─── TEXT PROVIDED ───

Prof Miguel Sanjuan engaged us on the use of basin entropy to quantify the uncertainty in Wada basins.
Prof Jose Mendes illuminated us on how simplicial complexes lead to a zoo of architectures and geometries of complex networks.
Prof Stefan Thurner showed us that by using sample space reducing as a framework for driven-system with relaxation, a host of distributions can be derived to describe the statistics of non-equilibrium systems.
Dr Philip Chodrow introduced a new approach that accurately predicts the occurrence of phase transition of persistent disagreement in the adaptive voter model.
Dr Malgorzata Turalska shared with us the importance of considering network assortativity in suppressing large cascades within inter-dependent network.
Prof Mile Gu intrigued us with the theory that quantum models running classical causally asymmetric stochastic processes have vanishing memory overheads.

─── ENTRIES SHOWN ───

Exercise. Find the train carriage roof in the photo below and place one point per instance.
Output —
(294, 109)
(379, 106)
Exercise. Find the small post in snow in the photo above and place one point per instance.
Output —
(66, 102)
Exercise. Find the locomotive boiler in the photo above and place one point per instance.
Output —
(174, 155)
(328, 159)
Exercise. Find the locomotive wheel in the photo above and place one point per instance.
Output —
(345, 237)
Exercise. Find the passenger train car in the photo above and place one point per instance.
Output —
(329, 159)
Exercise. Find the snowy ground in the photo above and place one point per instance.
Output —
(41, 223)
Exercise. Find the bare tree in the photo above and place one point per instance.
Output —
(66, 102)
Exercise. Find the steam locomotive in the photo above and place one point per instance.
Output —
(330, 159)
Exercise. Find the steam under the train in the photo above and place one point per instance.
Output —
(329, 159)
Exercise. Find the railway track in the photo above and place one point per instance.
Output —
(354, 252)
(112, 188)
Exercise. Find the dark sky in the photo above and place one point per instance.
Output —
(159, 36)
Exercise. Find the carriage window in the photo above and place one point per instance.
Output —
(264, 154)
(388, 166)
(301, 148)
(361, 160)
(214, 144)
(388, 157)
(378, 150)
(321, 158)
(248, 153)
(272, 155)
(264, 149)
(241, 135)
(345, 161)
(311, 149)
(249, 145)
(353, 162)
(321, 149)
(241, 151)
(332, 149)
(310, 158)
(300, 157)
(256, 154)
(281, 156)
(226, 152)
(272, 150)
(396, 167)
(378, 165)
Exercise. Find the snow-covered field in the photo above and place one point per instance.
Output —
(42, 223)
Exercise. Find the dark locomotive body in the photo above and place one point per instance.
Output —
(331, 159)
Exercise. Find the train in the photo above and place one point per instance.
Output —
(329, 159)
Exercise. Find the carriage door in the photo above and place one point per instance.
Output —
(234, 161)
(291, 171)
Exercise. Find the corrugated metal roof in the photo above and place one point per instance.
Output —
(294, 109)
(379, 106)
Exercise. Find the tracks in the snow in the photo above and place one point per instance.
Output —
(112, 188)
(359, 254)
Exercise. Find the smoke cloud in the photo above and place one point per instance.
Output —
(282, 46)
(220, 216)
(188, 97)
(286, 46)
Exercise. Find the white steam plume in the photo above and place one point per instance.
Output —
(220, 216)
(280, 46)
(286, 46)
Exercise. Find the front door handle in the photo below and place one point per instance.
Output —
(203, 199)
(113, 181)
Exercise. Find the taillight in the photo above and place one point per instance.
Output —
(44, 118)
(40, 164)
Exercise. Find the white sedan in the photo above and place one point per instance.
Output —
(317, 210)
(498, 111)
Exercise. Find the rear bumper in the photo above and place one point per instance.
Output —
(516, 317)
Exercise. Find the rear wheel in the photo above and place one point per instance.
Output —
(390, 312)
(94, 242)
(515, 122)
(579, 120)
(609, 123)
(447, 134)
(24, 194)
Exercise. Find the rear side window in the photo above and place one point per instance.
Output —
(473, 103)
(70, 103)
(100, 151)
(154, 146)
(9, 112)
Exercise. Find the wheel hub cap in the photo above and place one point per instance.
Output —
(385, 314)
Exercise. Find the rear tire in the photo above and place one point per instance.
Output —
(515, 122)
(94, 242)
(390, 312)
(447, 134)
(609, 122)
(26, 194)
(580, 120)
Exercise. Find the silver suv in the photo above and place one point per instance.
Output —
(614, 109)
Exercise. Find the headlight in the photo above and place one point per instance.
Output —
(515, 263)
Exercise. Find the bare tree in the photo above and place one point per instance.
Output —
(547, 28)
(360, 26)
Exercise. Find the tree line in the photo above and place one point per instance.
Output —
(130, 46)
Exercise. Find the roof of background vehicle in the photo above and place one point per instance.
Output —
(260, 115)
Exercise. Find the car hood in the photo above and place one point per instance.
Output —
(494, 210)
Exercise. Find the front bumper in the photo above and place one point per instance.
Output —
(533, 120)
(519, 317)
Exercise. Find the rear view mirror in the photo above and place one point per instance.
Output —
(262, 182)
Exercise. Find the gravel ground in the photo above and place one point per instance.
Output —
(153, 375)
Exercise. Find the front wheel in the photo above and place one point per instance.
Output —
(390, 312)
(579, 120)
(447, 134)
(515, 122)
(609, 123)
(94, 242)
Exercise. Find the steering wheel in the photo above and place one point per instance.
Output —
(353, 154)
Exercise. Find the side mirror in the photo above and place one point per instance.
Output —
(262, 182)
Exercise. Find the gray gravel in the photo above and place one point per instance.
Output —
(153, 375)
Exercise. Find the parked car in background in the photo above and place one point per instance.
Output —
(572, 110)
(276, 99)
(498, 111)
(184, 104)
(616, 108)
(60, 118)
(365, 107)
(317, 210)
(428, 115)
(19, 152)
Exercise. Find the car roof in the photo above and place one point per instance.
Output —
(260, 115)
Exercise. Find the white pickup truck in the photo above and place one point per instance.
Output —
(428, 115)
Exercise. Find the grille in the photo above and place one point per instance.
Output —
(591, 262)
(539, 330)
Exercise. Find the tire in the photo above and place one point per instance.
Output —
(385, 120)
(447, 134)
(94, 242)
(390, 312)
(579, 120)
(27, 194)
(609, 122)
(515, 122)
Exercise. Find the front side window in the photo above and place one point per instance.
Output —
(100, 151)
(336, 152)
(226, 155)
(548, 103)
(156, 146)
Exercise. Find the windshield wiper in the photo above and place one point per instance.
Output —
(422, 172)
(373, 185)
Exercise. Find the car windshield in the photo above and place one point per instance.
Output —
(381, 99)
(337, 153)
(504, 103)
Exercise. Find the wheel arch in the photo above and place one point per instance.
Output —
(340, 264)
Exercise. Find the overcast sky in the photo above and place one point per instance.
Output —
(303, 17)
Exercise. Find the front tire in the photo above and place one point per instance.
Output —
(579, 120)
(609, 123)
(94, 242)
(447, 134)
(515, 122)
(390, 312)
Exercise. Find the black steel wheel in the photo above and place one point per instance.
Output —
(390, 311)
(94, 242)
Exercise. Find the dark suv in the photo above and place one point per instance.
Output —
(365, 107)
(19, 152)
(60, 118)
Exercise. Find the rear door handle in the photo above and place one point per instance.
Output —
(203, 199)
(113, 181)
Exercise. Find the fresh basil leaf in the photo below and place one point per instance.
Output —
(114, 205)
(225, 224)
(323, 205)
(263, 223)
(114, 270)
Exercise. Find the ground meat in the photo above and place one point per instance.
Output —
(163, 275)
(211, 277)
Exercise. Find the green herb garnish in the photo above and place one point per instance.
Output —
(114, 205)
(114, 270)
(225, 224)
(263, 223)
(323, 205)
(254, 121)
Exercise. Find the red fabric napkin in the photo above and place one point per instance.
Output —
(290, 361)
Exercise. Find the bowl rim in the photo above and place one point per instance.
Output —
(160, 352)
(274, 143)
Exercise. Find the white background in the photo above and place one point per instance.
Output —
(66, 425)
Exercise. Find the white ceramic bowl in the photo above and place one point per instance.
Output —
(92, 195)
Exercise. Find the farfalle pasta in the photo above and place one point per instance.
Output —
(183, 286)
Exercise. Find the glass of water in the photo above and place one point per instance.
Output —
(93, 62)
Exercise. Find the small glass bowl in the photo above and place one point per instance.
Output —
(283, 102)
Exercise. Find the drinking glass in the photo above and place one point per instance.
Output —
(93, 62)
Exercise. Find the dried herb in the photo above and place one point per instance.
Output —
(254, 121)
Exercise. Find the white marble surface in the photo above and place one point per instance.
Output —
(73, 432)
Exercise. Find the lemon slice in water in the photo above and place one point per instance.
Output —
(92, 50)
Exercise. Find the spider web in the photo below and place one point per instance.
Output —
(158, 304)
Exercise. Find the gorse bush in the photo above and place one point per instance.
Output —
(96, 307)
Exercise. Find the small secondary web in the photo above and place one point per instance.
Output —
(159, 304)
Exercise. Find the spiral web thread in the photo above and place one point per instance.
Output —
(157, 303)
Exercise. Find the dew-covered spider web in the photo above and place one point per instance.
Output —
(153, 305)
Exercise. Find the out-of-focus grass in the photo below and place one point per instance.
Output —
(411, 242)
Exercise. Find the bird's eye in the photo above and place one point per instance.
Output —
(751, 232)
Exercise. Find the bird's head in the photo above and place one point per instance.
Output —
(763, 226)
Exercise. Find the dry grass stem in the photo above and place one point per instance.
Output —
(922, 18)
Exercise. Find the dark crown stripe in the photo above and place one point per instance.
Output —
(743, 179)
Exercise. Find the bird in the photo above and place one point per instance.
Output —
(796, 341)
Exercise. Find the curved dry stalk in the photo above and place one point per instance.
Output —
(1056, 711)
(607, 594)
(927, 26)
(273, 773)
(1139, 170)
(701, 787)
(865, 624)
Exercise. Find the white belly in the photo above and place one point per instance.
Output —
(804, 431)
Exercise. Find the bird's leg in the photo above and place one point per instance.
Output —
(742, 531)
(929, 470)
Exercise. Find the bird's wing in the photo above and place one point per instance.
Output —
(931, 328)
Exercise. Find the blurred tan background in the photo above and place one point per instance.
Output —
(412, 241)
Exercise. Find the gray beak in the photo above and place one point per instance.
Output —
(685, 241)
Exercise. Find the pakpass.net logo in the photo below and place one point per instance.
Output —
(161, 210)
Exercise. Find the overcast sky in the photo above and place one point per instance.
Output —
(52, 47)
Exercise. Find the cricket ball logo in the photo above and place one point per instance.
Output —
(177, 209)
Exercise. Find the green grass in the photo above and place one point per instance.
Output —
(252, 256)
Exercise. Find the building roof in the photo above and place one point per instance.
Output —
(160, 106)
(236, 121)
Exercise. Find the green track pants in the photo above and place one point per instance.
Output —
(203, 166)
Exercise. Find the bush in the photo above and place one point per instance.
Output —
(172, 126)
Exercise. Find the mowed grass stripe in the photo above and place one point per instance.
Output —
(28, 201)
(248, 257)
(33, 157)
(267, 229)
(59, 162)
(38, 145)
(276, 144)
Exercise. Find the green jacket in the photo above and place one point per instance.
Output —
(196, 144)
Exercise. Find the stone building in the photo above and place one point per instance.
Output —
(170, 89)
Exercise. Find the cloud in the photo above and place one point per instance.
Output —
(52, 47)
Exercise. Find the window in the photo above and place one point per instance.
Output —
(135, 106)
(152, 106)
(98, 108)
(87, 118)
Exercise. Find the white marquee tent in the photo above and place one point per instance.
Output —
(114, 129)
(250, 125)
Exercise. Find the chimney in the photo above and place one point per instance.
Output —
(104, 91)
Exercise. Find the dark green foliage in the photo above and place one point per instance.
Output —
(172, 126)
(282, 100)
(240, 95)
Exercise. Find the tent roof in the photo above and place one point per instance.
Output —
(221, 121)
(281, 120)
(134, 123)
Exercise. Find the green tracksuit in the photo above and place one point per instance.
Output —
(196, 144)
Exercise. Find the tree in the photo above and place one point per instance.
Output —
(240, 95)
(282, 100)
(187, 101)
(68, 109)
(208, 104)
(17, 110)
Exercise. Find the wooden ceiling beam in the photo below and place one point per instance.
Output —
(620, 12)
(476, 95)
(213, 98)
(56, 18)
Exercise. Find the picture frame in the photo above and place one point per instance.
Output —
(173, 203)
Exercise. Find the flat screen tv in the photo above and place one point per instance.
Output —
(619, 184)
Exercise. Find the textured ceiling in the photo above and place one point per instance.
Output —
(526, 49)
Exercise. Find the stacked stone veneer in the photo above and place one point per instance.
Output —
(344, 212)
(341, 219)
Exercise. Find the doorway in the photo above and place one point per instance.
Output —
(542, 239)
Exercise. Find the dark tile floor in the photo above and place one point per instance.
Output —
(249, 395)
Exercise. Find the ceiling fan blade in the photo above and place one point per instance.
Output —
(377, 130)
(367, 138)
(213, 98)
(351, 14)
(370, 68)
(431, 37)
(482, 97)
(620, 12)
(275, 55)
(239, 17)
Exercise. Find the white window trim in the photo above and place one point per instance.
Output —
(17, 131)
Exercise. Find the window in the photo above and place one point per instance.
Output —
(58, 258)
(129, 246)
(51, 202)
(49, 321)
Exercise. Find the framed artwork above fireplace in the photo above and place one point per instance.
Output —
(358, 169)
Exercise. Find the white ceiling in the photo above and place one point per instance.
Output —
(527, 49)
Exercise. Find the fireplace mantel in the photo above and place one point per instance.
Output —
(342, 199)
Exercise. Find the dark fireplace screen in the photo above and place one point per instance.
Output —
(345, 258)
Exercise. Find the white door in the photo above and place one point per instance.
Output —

───

• [EXERCISE BRIEF] Continue the summary of complex-systems talks from where it ends.

• [EXPECTED OUTPUT]
Prof Kang Hao Cheong explained to us how biological organisms can combine the losing strategies of nomadism and colonialism to paradoxically survive and maintain long term growth.
Prof Byungnam Kahng demonstrated how a restricted random graph model can be used to uncover the underlying mechanism of hybrid percolation transition in terms of cluster merging processes.
Lin Zhang presented on the complex dynamics that evolve in neural networks and how he employed mutual information to characterize it.
Ayana Aspembitova analyzed empirical data from the cryptocurrency markets of bitcoin and ethereum, and inferred their market participants behavior by means of network construction, clustering, and features extraction.